### [Supplied records]
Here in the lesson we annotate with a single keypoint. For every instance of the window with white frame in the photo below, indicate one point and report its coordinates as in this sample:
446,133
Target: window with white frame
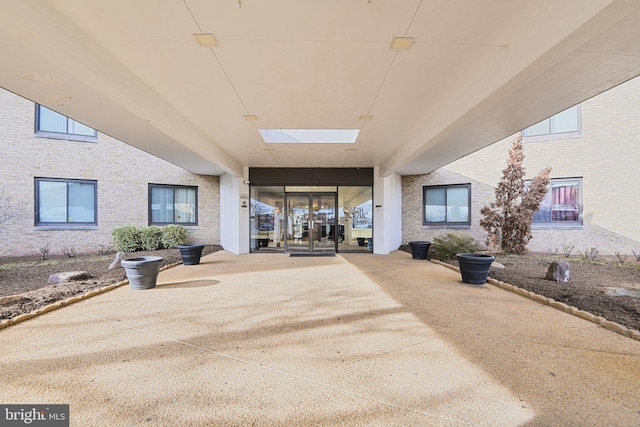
562,203
66,202
447,205
566,124
50,124
173,204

### [Work to complete]
Your answer must be an exact repeat of the records above, with the pictures left out.

### [Answer for this exercise]
Here in the lesson we annotate with a single keypoint. For every instance of the window with white frame in the photo below, indicate one point and report its coordinates as in this sample:
446,133
Target: window with white frame
562,203
66,202
447,205
566,124
50,124
173,204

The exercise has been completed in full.